Exercise details: Each entry is to be given again word for word; images are dropped.

Data items

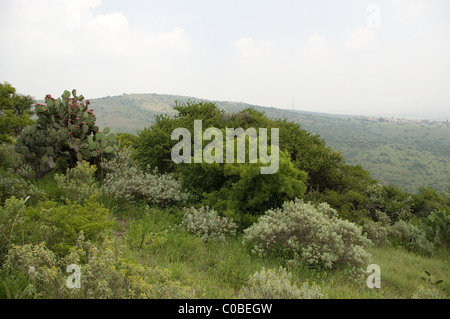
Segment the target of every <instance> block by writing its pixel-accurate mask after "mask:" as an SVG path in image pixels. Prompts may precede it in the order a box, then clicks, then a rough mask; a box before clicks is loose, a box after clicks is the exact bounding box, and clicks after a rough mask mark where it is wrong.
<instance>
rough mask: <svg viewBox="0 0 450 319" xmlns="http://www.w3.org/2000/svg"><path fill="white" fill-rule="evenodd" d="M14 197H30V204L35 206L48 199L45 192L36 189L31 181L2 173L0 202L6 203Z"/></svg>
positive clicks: (16, 176)
mask: <svg viewBox="0 0 450 319" xmlns="http://www.w3.org/2000/svg"><path fill="white" fill-rule="evenodd" d="M12 196H14V197H16V198H22V199H25V198H27V197H28V196H30V202H31V203H33V204H36V203H37V202H38V201H39V200H44V199H45V198H46V194H45V191H43V190H42V189H40V188H38V187H36V186H35V185H33V184H32V183H31V182H30V181H27V180H25V179H23V178H22V177H19V176H17V175H14V174H11V173H6V172H2V171H0V200H1V202H4V201H5V200H6V199H7V198H9V197H12Z"/></svg>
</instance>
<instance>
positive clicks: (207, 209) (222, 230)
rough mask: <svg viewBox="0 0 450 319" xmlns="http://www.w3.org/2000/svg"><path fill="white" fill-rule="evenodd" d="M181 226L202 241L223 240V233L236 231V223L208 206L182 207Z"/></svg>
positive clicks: (234, 232)
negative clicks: (184, 207) (197, 207)
mask: <svg viewBox="0 0 450 319" xmlns="http://www.w3.org/2000/svg"><path fill="white" fill-rule="evenodd" d="M181 227H182V228H184V229H186V230H187V231H188V232H190V233H191V234H195V235H197V236H199V237H201V238H202V239H203V240H204V241H210V240H213V241H223V240H225V235H227V234H229V235H234V234H235V233H236V228H237V225H236V224H235V223H234V222H233V221H231V220H230V219H229V218H227V217H222V216H219V214H218V213H217V212H216V211H215V210H213V209H210V208H209V207H200V208H198V209H197V208H195V207H191V208H186V209H184V211H183V220H182V222H181Z"/></svg>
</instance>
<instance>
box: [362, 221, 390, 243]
mask: <svg viewBox="0 0 450 319" xmlns="http://www.w3.org/2000/svg"><path fill="white" fill-rule="evenodd" d="M362 232H363V234H366V236H367V238H369V239H370V240H371V241H372V242H373V243H374V244H375V245H384V244H386V243H387V242H388V230H387V228H386V227H385V226H383V224H382V223H380V222H374V221H369V222H366V223H365V224H364V226H363V231H362Z"/></svg>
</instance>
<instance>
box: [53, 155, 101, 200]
mask: <svg viewBox="0 0 450 319" xmlns="http://www.w3.org/2000/svg"><path fill="white" fill-rule="evenodd" d="M96 170H97V168H96V166H95V165H89V163H88V162H86V161H83V162H81V163H80V164H79V165H77V166H75V167H74V168H71V169H69V170H68V171H67V173H66V174H65V175H62V174H55V181H56V184H57V185H58V188H59V189H60V190H61V192H62V194H63V197H64V198H63V199H68V200H70V201H76V202H79V203H82V202H84V201H85V200H87V199H88V198H89V197H90V196H92V195H98V194H99V189H98V185H97V183H96V182H95V172H96Z"/></svg>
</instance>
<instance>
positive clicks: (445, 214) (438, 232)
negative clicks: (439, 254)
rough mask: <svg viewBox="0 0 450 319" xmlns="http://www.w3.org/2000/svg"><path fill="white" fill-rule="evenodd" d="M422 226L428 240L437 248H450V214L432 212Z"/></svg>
mask: <svg viewBox="0 0 450 319" xmlns="http://www.w3.org/2000/svg"><path fill="white" fill-rule="evenodd" d="M421 226H422V227H421V228H422V229H423V230H424V233H425V235H426V236H427V238H428V239H429V240H430V241H432V242H433V243H435V244H436V245H437V246H441V247H446V246H447V247H448V246H450V213H445V212H432V213H431V214H430V215H429V216H428V217H427V218H426V219H425V221H424V222H423V223H422V225H421Z"/></svg>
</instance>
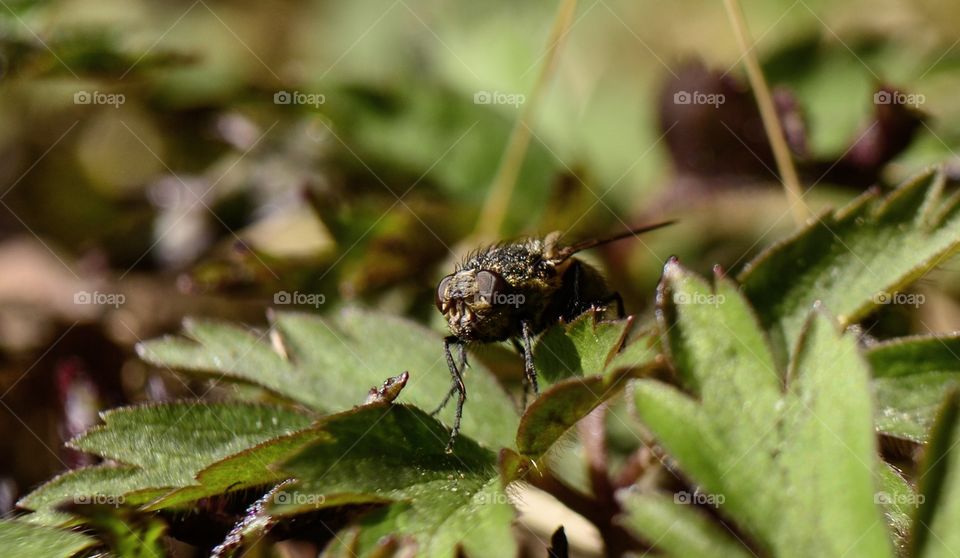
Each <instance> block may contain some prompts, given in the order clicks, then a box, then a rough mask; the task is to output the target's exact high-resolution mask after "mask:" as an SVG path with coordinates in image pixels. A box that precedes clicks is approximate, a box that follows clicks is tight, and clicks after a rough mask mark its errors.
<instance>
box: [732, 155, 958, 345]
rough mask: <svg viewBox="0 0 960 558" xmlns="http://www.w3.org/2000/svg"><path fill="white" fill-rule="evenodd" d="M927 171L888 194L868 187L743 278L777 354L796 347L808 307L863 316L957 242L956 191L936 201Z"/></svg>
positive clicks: (938, 192) (771, 251)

Exercise response:
Segment the target of every <instance> block by writing its pixel-accurate mask after "mask:" as an SVG path in image pixels. Prompts may precede it in the order a box, then clicks, then a rough mask; a box before clicks is loose, a box after clicks is the exact bounding box, and clicks after a rough mask mark where it is wrong.
<instance>
rough mask: <svg viewBox="0 0 450 319" xmlns="http://www.w3.org/2000/svg"><path fill="white" fill-rule="evenodd" d="M14 197H30V204L35 206L48 199L45 192L36 189L31 181L2 173L0 202L6 203Z"/></svg>
positive clicks: (16, 176)
mask: <svg viewBox="0 0 450 319" xmlns="http://www.w3.org/2000/svg"><path fill="white" fill-rule="evenodd" d="M12 196H14V197H16V198H22V199H25V198H27V197H28V196H30V202H31V203H33V204H36V203H37V202H38V201H39V200H44V199H45V198H46V194H45V191H43V190H42V189H40V188H38V187H36V186H35V185H33V184H32V183H31V182H30V181H27V180H25V179H23V178H22V177H19V176H17V175H14V174H11V173H6V172H2V171H0V200H1V202H4V201H5V200H6V199H7V198H9V197H12Z"/></svg>
</instance>
<instance>
positive clicks: (207, 209) (222, 230)
rough mask: <svg viewBox="0 0 450 319" xmlns="http://www.w3.org/2000/svg"><path fill="white" fill-rule="evenodd" d="M181 226L202 241L223 240V233L236 231V223L208 206L182 207Z"/></svg>
positive clicks: (234, 232)
negative clicks: (184, 207) (197, 207)
mask: <svg viewBox="0 0 450 319" xmlns="http://www.w3.org/2000/svg"><path fill="white" fill-rule="evenodd" d="M181 227H182V228H184V229H186V230H187V231H188V232H190V233H191V234H195V235H197V236H199V237H201V238H202V239H203V240H204V241H210V240H213V241H223V240H225V235H227V234H229V235H234V234H235V233H236V228H237V225H236V224H235V223H234V222H233V221H231V220H230V219H229V218H227V217H222V216H219V214H218V213H217V212H216V211H215V210H213V209H210V208H209V207H200V208H198V209H197V208H195V207H191V208H186V209H184V211H183V220H182V222H181Z"/></svg>
</instance>
<instance>
box: [362, 221, 390, 243]
mask: <svg viewBox="0 0 450 319" xmlns="http://www.w3.org/2000/svg"><path fill="white" fill-rule="evenodd" d="M362 232H363V234H366V236H367V238H369V239H370V240H371V241H372V242H373V243H374V244H375V245H384V244H386V243H387V242H388V230H387V228H386V227H385V226H383V224H382V223H380V222H374V221H369V222H366V223H365V224H364V226H363V231H362Z"/></svg>
</instance>
<instance>
box: [53, 155, 101, 200]
mask: <svg viewBox="0 0 450 319" xmlns="http://www.w3.org/2000/svg"><path fill="white" fill-rule="evenodd" d="M96 170H97V168H96V166H95V165H89V163H88V162H86V161H83V162H81V163H80V164H79V165H77V166H75V167H74V168H71V169H69V170H68V171H67V173H66V174H65V175H62V174H55V181H56V184H57V185H58V188H59V189H60V190H61V192H62V194H63V197H64V198H63V199H68V200H70V201H76V202H79V203H82V202H84V201H85V200H87V199H88V198H89V197H90V196H92V195H98V194H99V189H98V185H97V183H96V182H95V172H96Z"/></svg>
</instance>
<instance>
positive clicks: (445, 214) (438, 232)
negative clicks: (439, 254)
rough mask: <svg viewBox="0 0 450 319" xmlns="http://www.w3.org/2000/svg"><path fill="white" fill-rule="evenodd" d="M422 226L428 240L437 248H450V214L432 212Z"/></svg>
mask: <svg viewBox="0 0 450 319" xmlns="http://www.w3.org/2000/svg"><path fill="white" fill-rule="evenodd" d="M421 226H422V227H421V228H422V229H423V230H424V233H425V235H426V236H427V238H428V239H429V240H430V241H432V242H433V243H435V244H436V245H437V246H441V247H446V246H447V247H448V246H450V213H445V212H432V213H431V214H430V215H429V216H428V217H427V218H426V219H425V221H424V222H423V223H422V225H421Z"/></svg>
</instance>
Each <instance> block may contain some prompts, given in the order clicks, then a box, then a rough mask; the task is to output the target's exact high-resolution mask after "mask:" as an SVG path with coordinates in image pixels. A box that precedes clicks is approximate, a box that follows clicks is tight, and clicks after a rough mask mark its errors.
<instance>
box: [732, 155, 958, 345]
rough mask: <svg viewBox="0 0 960 558" xmlns="http://www.w3.org/2000/svg"><path fill="white" fill-rule="evenodd" d="M927 171L888 194L868 187L743 278L777 354L796 347L808 307L863 316L957 242L956 191L936 201Z"/></svg>
positive clicks: (938, 192) (771, 251)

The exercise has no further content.